## TASK
Write out all of the lines below, exactly and completely.

BEGIN

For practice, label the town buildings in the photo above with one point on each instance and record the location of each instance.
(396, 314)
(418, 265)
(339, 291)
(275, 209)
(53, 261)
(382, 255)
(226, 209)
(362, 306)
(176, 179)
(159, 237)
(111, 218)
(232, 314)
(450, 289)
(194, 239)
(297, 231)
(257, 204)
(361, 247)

END

## REPLY TO THE EXERCISE
For practice, label the town buildings in the photo above with one point on each instance and record the location of each instance.
(396, 314)
(418, 265)
(339, 291)
(275, 209)
(53, 261)
(382, 255)
(226, 209)
(362, 306)
(176, 179)
(159, 237)
(111, 218)
(232, 314)
(450, 289)
(194, 239)
(297, 231)
(257, 204)
(361, 247)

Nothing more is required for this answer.